Natural-language object grounding data:

....

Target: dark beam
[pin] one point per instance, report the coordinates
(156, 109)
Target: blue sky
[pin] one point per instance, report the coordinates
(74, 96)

....

Beginning at the line that holds "Target: blue sky", reproduce each line of the records above down to and including the last one.

Target: blue sky
[pin] one point per instance, report the coordinates
(74, 96)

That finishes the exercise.